* [CONSIGNES]
1: Traduisez en anglais cette phrase de la critique du film Le Genou d'Ahed : « Nadav Lapid brocarde avec virulence la faillite morale et politique d'Israël dans un film érigeant l'inconfort en principe narratif et esthétique. »
2: Donnez la suite de la critique du film Le Genou d'Ahed, après sa dernière phrase.

* [EXTRAIT CHOISI]
* * *

Critique

[critique ciné] Le Genou d’Ahed: du cinéma comme un corps-à-corps

Jean-François Pluijgers
Jean-François Pluijgers Journaliste cinéma

Nadav Lapid brocarde avec virulence la faillite morale et politique d’Israël dans un film érigeant l’inconfort en principe narratif et esthétique.

D’inspiration autobiographique, le quatrième long métrage de Nadav Lapid, Ours d’or à Berlin en 2019 pour Synonymes, a pour personnage central Y (Avshalom Pollak), cinéaste israélien engagé et alter ego évident de l’auteur. Y, on le découvre alors qu’il est accaparé par le casting d’un film sur Ahed Tamimi, cette adolescente palestinienne de seize ans vivant avec sa famille dans un village de Cisjordanie occupée qui, ayant giflé un soldat israélien qui voulait entrer dans sa maison, avait été condamnée en décembre 2017 à huit mois de prison. Et de devenir un symbole de la cause palestinienne, tandis qu’un député de la Knesset, Bezalel Smotrich, allait jusqu’à suggérer qu’il aurait fallu lui tirer une balle dans le genou au moins, histoire de l’assigner à résidence à vie -faits que Lapid ne se fait faute de rappeler, dans un montage ultra-nerveux.

* * *

* [EXTRAIT DU CORPUS]
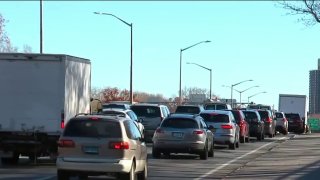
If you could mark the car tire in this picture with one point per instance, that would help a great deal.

* * *

* [CORRIGÉS]
1: Nadav Lapid fiercely derides Israel's moral and political bankruptcy in a film that elevates discomfort into a narrative and aesthetic principle.

2:
Les essais sont en cours lorsque Y doit s’absenter quelques jours pour répondre à un engagement antérieur, et se rendre à Sapir, dans le désert de l’Arava, où il a accepté de présenter un de ses films. Aussitôt arrivé, il est pris en charge par Yahalom (Nur Fibak), l’organisatrice de l’événement, admiratrice de son travail. Et par ailleurs fonctionnaire du ministère de la Culture, qui lui indique qu’il va devoir remplir un formulaire précisant les sujets qu’il a l’intention d’aborder lors de son intervention, histoire de s’assurer qu’il s’en tiendra aux thèmes autorisés. Une atteinte à la liberté pas même voilée, à laquelle il va répondre en se lançant dans un argumentaire véhément alors qu’ils arpentent le désert, en un déchaînement de rage aussi soudain qu’inarrêtable.

[critique ciné] Le Genou d'Ahed: du cinéma comme un corps-à-corps

Un film en ruptures

Au sujet d’Israël, Nadav Lapid écrit notamment dans sa note d’intention: « La démocratie qui existait encore ici se rétrécit de plus en plus. On vit la fin d’une certaine santé mentale israélienne, vraie ou fausse, dans laquelle j’ai grandi. C’est bien la fin d’Israël tel que je l’ai connu. » Face à cet état de fait, Le Genou d’Ahed –ainsi titré en référence à Ahed Tamimi, mais encore au… Genou de Claire, de Rohmer- apparaît comme un cri de colère, Lapid brocardant avec virulence la faillite morale et politique d’un pays avec lequel il nourrit toutefois une relation ambivalente. Et d’exorciser ses traumatismes et son rapport torturé à Israël dans un film érigeant l’inconfort en principe narratif et esthétique. Ou du cinéma comme un corps-à-corps: entre ses deux protagonistes dont il filme la joute verbale comme une rencontre amoureuse; avec son pays, dont il traduit l’impasse présente; avec le spectateur enfin, qu’il ne cherche nullement à ménager, pas plus que lui-même d’ailleurs. Soit un film en ruptures, de style, de ton et d’axe, et une expérience viscérale dont l’on ressort secoué et hagard. Prix du jury à Cannes.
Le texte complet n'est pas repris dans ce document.